*DATASET ENTRIES*:
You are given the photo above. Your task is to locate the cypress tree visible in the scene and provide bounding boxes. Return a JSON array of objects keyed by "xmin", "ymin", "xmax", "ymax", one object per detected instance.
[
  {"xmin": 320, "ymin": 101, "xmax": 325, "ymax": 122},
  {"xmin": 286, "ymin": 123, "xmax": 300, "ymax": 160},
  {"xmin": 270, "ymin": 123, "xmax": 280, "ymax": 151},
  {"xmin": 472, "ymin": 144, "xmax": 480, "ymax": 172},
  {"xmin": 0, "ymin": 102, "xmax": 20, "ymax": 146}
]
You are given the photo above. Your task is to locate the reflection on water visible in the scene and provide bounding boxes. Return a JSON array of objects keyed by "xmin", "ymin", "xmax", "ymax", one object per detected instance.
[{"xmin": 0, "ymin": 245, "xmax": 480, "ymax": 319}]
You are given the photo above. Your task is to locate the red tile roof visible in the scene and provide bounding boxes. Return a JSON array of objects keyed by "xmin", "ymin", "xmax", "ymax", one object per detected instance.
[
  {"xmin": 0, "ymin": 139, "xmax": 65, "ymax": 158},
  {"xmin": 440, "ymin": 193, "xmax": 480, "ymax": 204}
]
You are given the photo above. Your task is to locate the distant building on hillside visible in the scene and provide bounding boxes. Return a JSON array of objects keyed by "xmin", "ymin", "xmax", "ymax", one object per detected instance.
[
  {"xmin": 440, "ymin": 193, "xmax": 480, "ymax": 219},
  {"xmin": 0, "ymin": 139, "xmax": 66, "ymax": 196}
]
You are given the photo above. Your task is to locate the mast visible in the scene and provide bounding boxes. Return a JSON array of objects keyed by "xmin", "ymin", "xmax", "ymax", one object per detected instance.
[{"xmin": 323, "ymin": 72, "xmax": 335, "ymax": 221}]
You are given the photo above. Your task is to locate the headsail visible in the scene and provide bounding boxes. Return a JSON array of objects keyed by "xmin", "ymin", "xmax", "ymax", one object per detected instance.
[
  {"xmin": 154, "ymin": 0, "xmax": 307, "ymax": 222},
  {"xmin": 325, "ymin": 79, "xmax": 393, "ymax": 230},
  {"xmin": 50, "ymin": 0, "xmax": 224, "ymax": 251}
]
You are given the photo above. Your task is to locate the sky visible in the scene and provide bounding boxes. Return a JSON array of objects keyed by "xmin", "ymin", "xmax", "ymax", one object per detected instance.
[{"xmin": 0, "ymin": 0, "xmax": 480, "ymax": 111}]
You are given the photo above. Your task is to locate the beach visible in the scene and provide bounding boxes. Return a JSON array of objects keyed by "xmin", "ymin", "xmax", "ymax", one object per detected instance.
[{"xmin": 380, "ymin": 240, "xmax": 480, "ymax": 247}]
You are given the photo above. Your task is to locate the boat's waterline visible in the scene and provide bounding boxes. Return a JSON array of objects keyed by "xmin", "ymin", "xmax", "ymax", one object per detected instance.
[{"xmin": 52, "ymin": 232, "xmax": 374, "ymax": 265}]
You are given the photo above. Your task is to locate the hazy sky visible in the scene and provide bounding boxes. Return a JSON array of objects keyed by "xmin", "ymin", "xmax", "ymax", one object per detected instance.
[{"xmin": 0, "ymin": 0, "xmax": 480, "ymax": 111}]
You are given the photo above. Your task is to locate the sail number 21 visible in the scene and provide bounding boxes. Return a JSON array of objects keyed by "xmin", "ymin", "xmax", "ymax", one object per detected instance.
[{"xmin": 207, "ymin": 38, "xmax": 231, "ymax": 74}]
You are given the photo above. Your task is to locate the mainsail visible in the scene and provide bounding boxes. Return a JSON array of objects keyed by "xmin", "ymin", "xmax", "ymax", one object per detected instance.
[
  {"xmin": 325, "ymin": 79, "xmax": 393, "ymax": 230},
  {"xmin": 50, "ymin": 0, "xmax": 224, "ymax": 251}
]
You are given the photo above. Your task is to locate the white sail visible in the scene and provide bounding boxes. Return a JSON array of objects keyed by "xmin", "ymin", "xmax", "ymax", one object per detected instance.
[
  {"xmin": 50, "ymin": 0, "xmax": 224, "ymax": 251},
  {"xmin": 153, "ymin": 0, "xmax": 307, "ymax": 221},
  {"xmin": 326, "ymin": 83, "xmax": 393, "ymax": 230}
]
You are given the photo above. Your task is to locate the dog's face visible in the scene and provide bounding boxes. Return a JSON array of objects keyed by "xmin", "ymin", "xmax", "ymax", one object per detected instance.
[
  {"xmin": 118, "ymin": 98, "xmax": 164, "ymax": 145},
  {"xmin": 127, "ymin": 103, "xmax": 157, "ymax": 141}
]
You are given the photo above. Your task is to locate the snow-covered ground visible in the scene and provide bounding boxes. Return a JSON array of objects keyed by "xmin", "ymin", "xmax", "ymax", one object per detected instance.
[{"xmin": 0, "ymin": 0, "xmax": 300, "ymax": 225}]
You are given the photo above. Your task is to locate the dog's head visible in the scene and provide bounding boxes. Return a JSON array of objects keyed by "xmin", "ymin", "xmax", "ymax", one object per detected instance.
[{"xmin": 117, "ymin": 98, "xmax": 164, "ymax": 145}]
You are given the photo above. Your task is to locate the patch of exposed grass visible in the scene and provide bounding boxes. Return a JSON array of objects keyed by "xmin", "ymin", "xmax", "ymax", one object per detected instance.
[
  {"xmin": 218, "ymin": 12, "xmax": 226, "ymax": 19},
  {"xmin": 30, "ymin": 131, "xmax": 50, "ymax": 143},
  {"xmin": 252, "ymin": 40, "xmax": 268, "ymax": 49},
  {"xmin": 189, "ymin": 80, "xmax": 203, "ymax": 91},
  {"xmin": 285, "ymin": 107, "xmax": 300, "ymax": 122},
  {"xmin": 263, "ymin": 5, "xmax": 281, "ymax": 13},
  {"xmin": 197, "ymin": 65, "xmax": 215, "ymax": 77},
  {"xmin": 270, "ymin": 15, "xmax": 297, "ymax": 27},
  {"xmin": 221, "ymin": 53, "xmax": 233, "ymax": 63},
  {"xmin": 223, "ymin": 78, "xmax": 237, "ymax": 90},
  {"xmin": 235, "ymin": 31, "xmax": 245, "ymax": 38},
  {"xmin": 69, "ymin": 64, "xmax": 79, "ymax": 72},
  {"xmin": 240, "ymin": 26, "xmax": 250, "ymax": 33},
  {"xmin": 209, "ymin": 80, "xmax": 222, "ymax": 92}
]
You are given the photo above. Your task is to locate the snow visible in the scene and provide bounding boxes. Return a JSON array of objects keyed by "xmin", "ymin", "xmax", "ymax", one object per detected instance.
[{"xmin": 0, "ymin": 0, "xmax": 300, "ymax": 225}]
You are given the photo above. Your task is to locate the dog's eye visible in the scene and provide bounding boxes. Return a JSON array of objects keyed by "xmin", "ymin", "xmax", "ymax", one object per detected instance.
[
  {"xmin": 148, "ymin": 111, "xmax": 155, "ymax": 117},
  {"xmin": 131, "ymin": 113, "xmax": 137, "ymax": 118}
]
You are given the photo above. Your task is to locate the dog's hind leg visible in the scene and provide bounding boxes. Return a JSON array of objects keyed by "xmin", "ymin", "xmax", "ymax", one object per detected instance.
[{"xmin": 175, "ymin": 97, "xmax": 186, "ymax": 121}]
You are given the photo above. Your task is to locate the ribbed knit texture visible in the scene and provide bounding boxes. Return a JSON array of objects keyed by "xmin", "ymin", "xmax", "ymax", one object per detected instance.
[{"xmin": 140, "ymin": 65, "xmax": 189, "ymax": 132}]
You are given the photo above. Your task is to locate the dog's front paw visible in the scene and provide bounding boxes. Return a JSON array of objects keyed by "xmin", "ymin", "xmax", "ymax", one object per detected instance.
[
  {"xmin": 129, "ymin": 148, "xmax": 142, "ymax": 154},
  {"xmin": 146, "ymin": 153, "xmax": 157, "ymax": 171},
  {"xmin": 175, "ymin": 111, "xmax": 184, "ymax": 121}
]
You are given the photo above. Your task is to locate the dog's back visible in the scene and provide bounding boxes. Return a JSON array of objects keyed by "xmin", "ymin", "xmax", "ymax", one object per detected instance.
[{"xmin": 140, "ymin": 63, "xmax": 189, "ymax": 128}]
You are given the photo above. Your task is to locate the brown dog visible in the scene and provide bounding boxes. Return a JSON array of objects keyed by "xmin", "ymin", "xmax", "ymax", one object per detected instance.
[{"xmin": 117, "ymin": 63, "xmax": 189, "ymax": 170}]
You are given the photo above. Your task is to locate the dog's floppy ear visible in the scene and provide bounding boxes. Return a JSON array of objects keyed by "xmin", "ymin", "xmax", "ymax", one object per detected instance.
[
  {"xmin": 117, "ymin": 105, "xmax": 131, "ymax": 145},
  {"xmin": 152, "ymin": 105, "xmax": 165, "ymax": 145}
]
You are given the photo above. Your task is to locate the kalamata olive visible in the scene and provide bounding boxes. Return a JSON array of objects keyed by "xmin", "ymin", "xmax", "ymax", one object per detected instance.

*INSTRUCTIONS FOR THE TASK*:
Show every line of the data above that contains the string "snow", treating uppercase and lowercase letters as different.

*COMPLETE RESPONSE*:
You are given the photo above. Your task is to locate the snow-covered ground visible in the scene and provide bounding boxes. Return a JSON array of objects keyed by "xmin", "ymin", "xmax", "ymax", one object per detected instance.
You are given the photo above. Your task is to locate the snow visible in the scene and provide bounding boxes. Return a JSON array of objects keyed by "xmin", "ymin", "xmax", "ymax", one object per detected instance.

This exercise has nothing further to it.